**Listed records:**
########

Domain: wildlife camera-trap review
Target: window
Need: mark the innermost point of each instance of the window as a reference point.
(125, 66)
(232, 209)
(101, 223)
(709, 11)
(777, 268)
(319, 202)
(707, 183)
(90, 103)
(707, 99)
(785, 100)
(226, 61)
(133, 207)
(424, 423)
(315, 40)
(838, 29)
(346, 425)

########

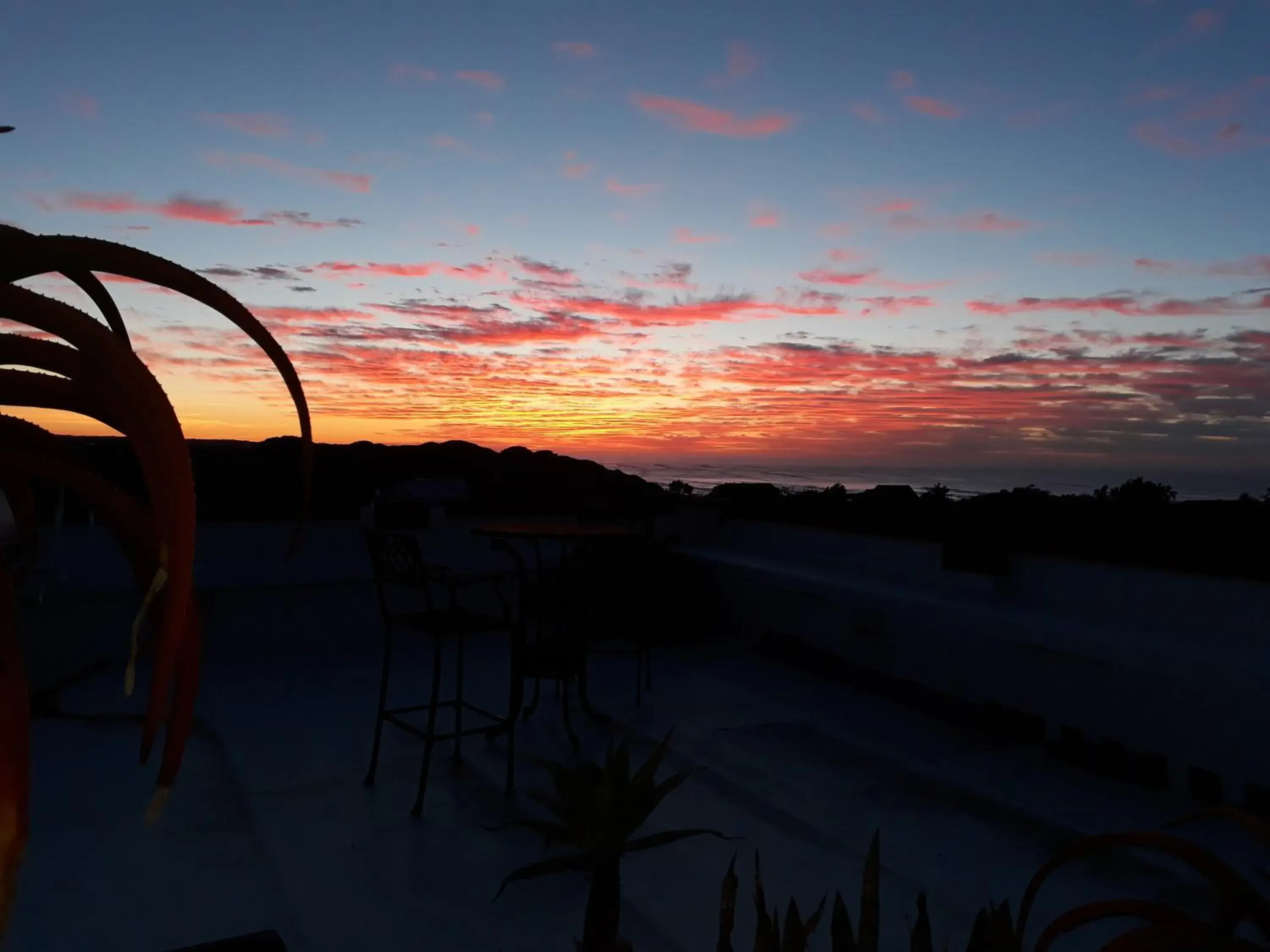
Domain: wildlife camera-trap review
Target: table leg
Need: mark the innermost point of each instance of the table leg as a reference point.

########

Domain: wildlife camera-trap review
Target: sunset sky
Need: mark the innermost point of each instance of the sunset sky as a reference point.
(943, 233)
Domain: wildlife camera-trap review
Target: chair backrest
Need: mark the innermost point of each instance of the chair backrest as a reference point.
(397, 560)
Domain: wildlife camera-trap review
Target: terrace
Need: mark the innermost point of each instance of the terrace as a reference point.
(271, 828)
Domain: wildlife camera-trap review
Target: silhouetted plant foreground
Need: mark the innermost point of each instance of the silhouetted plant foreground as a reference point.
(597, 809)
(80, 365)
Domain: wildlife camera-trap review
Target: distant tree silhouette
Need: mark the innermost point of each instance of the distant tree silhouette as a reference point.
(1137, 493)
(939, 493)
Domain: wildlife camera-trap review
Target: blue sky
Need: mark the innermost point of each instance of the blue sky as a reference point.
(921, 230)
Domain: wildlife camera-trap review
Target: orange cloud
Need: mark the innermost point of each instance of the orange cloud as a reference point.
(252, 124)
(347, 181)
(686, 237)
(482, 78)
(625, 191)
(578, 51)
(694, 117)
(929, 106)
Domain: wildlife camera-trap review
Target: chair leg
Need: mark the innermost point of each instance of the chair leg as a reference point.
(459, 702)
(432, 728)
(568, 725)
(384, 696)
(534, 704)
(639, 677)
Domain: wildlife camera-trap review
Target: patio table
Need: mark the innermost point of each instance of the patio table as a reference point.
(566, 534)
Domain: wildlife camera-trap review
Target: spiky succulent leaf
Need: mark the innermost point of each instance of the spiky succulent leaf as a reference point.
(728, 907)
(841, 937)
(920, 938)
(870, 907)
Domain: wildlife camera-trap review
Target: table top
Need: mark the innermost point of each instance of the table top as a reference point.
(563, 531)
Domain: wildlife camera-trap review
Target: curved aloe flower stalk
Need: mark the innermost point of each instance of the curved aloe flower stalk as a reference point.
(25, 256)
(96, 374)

########

**Exercise task:** Pick out every line in the rows above that contains the string "succulent", matching case exactly.

**Task answer:**
Target: spiky succulent leaf
Need: mark the innermost point of each instance of the spiky succulent leaf as a reference point.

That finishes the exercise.